PROBLEM → Please reproduce all of the lines below, word for word and in full.

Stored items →
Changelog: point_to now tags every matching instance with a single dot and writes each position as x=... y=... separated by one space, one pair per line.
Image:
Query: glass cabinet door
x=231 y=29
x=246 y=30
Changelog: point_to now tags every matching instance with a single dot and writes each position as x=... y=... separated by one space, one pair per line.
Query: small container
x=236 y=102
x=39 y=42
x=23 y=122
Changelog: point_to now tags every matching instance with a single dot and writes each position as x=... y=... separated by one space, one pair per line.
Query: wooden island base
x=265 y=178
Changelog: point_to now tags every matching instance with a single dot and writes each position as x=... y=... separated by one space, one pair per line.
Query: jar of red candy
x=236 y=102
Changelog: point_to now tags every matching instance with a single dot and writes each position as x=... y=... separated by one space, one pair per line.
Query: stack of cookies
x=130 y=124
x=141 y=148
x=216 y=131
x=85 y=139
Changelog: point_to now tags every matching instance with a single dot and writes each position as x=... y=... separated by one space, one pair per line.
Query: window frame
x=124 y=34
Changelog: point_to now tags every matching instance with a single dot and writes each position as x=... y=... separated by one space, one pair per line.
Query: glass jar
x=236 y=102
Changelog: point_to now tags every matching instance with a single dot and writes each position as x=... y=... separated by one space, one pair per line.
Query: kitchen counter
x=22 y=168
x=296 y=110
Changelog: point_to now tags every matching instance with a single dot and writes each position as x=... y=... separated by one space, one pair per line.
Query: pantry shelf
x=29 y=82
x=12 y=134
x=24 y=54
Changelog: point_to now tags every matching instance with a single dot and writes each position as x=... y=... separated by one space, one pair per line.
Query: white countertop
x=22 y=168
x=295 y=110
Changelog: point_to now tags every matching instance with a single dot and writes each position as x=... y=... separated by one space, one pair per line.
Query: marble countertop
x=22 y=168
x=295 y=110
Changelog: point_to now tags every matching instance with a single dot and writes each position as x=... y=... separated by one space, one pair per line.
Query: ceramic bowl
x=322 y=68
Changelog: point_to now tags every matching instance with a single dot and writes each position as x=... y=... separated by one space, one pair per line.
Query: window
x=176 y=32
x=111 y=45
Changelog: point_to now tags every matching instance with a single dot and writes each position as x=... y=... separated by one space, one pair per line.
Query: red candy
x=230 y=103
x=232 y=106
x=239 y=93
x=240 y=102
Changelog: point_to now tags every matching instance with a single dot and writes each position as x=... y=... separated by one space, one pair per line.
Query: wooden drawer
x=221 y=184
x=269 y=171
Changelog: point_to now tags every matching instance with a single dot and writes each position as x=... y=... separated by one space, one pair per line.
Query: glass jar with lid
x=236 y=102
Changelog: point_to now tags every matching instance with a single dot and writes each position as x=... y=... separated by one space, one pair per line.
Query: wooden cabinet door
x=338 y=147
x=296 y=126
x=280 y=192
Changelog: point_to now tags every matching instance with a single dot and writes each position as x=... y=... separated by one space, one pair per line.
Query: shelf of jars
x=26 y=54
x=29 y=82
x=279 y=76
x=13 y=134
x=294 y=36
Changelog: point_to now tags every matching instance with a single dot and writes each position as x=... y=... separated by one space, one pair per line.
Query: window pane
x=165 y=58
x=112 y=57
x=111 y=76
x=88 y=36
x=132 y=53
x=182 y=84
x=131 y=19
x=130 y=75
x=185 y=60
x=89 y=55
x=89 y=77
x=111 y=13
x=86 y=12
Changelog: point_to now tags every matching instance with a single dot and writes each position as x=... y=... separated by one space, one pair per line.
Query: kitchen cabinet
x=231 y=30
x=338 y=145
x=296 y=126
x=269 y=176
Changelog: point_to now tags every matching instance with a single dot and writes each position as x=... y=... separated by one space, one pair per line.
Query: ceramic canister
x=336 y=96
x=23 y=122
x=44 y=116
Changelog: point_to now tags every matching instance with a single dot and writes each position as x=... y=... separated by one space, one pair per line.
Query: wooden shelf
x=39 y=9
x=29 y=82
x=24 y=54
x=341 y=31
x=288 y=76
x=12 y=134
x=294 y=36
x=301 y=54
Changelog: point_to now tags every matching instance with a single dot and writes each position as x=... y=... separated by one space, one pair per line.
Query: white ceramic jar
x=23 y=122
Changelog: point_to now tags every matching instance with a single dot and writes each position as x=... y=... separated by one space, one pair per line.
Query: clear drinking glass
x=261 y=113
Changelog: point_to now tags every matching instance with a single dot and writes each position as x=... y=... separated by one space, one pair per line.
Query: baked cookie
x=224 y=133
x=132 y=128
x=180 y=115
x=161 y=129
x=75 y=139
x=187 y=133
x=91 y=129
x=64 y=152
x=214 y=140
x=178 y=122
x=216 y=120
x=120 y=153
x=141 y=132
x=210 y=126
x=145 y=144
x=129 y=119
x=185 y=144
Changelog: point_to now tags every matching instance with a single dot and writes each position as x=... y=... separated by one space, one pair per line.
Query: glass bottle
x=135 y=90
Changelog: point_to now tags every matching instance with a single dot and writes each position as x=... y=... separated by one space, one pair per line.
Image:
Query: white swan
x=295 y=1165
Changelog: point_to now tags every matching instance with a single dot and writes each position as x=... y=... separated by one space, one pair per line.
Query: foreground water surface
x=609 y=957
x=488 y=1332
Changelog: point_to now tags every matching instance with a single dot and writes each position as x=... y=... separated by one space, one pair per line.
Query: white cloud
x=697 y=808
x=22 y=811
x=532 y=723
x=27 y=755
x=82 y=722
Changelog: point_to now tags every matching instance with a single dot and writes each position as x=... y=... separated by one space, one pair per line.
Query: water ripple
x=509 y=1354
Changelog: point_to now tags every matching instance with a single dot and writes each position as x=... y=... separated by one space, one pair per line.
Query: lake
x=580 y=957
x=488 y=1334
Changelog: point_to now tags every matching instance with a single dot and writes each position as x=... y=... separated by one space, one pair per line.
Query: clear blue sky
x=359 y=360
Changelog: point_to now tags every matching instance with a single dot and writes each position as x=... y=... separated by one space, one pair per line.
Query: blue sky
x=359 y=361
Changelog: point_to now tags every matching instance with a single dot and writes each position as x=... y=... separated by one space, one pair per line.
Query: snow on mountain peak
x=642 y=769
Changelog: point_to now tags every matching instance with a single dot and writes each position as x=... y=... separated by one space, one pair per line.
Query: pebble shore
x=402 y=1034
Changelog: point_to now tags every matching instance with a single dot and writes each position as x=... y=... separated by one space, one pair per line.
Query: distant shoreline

FINAL ANSWER →
Changelog: point_to now tags every matching instance with a single dot and writes each position as x=... y=... separated by one space, one pair per line.
Image:
Query: glass cabinet door
x=231 y=29
x=246 y=30
Changelog: point_to now tags every matching instance with a single dot and writes each position as x=... y=... separated by one space, one pair per line.
Query: small container
x=236 y=102
x=39 y=42
x=23 y=122
Changelog: point_to now tags every matching instance with a single dot and writes each position as x=... y=... separated by one space, one pair per line.
Query: wooden island base
x=265 y=178
Changelog: point_to now tags every matching instance with a single dot and writes each position as x=... y=... separated by one space, one pair per line.
Query: jar of red candy
x=236 y=102
Changelog: point_to now tags every matching instance with a single dot and writes each position as x=... y=... separated by one space, one pair per line.
Query: stack of cookies
x=130 y=124
x=141 y=148
x=216 y=131
x=85 y=139
Changelog: point_to now tags every matching instance with a single dot and writes each position as x=... y=... separated by one space, one pair per line.
Query: window frame
x=124 y=34
Changelog: point_to now tags every matching instance with a single dot and writes each position as x=... y=... separated by one space, one pair per line.
Query: glass jar
x=236 y=102
Changelog: point_to now tags every matching instance with a single dot and writes each position as x=... y=... separated by one space, one pair per line.
Query: kitchen counter
x=22 y=168
x=296 y=110
Changelog: point_to now tags every matching instance with a single dot and writes each position as x=... y=... separated by one space, one pair per line.
Query: pantry shelf
x=29 y=82
x=12 y=134
x=24 y=54
Changelog: point_to now tags every matching instance with a single dot and writes each position as x=... y=... separated by one space, one pair per line.
Query: white countertop
x=22 y=168
x=295 y=110
Changelog: point_to now tags every matching instance with a single dot and writes each position as x=... y=... separated by one space, one pair per line.
Query: marble countertop
x=22 y=168
x=295 y=110
Changelog: point_to now tags every matching instance with a single dot and writes each position as x=... y=... separated by one space, one pair per line.
Query: ceramic bowl
x=322 y=68
Changelog: point_to now tags every matching instance with a single dot and writes each position as x=... y=... separated by one space, one pair per line.
Query: window
x=176 y=32
x=111 y=45
Changelog: point_to now tags every matching instance with a single dot and writes each position as x=... y=... separated by one space, one pair per line.
Query: red candy
x=230 y=103
x=232 y=106
x=239 y=93
x=240 y=102
Changelog: point_to now tags every matching instance with a single dot and writes each position as x=... y=... separated by one space, one pair per line.
Query: wooden drawer
x=221 y=184
x=269 y=171
Changelog: point_to now tags every matching instance with a single dot and writes each position as x=... y=... separated by one space, one pair per line.
Query: glass jar with lid
x=236 y=102
Changelog: point_to now tags every matching instance with a single dot and writes each position as x=... y=... separated by one space, one pair per line.
Query: wooden cabinet door
x=338 y=147
x=296 y=126
x=280 y=192
Changelog: point_to now tags every matching instance with a single dot and writes each position as x=... y=... separated by one space, one pair per line.
Query: shelf of jars
x=26 y=54
x=29 y=82
x=279 y=76
x=13 y=134
x=294 y=36
Changelog: point_to now tags every matching instance with a single dot and writes each position as x=... y=... separated by one space, one pair per line.
Query: window pane
x=165 y=58
x=112 y=57
x=111 y=76
x=88 y=36
x=132 y=53
x=182 y=84
x=131 y=19
x=130 y=75
x=185 y=60
x=89 y=55
x=89 y=77
x=111 y=13
x=86 y=12
Changelog: point_to now tags every matching instance with a single dot and writes each position as x=... y=... separated by one space, one pair per line.
Query: kitchen cabinet
x=231 y=30
x=338 y=145
x=296 y=126
x=269 y=176
Changelog: point_to now tags every matching instance with a single dot and writes each position as x=... y=... separated by one space, one pair per line.
Query: ceramic canister
x=336 y=96
x=23 y=122
x=44 y=116
Changelog: point_to now tags every matching instance with a single dot and writes each position as x=... y=... separated by one space, one pair per line.
Query: wooden shelf
x=39 y=9
x=29 y=82
x=24 y=54
x=341 y=31
x=288 y=76
x=12 y=134
x=294 y=36
x=301 y=54
Changelog: point_to now tags every matching instance with a single dot and writes each position as x=... y=... separated by one space, one pair per line.
Query: white ceramic jar
x=23 y=122
Changelog: point_to now tags every matching instance with a single dot and writes each position as x=... y=... separated by one space, one pair per line.
Query: clear drinking glass
x=261 y=113
Changelog: point_to now tags every matching instance with a single dot and writes each position as x=... y=... separated by one space, one pair per line.
Query: baked cookie
x=224 y=133
x=132 y=128
x=180 y=115
x=161 y=129
x=75 y=139
x=187 y=133
x=91 y=129
x=64 y=152
x=214 y=140
x=178 y=122
x=216 y=120
x=120 y=153
x=141 y=132
x=210 y=126
x=145 y=144
x=129 y=119
x=185 y=144
Changelog: point_to now tags every matching instance with a single dot and writes each position as x=... y=... separated by one space, one pair per line.
Query: glass bottle
x=135 y=90
Changelog: point_to now tags every matching instance with a single dot and writes each position as x=... y=... separated by one space, one pair per line.
Image:
Query: white swan
x=295 y=1165
Changelog: point_to now tags every matching instance with a single dot and writes each position as x=... y=... separated by one space, one pair per line.
Query: foreground water surface
x=609 y=957
x=488 y=1332
Changelog: point_to now tags every matching instance with a single dot and writes each position as x=... y=... separated by one space, one pair per line.
Query: white cloud
x=697 y=808
x=22 y=811
x=532 y=723
x=27 y=755
x=82 y=722
Changelog: point_to now tags every matching instance with a single dot and writes each position as x=... y=... separated by one space, one pair per line.
Query: water ripple
x=509 y=1354
Changelog: point_to now tags every matching instance with a single dot and writes each position as x=... y=... separated by one space, one pair per line.
Query: lake
x=580 y=957
x=488 y=1334
Changelog: point_to now tags every matching instance with a single dot and writes each position as x=... y=... separated by one space, one pair per line.
Query: clear blue sky
x=359 y=360
Changelog: point_to now tags every matching instance with a single dot and writes each position as x=... y=... separated by one space, one pair per line.
Query: blue sky
x=359 y=361
Changelog: point_to now tags every matching instance with a single dot and writes each position as x=... y=... separated by one space, one pair per line.
Query: snow on mountain peak
x=642 y=769
Changelog: point_to now tags every matching instance with a single dot and writes each position as x=... y=... separated by one space, one pair per line.
Query: pebble shore
x=402 y=1034
Changelog: point_to now tags every matching instance with a single dot and writes each position as x=... y=... separated by one space, one pair per line.
Query: distant shoreline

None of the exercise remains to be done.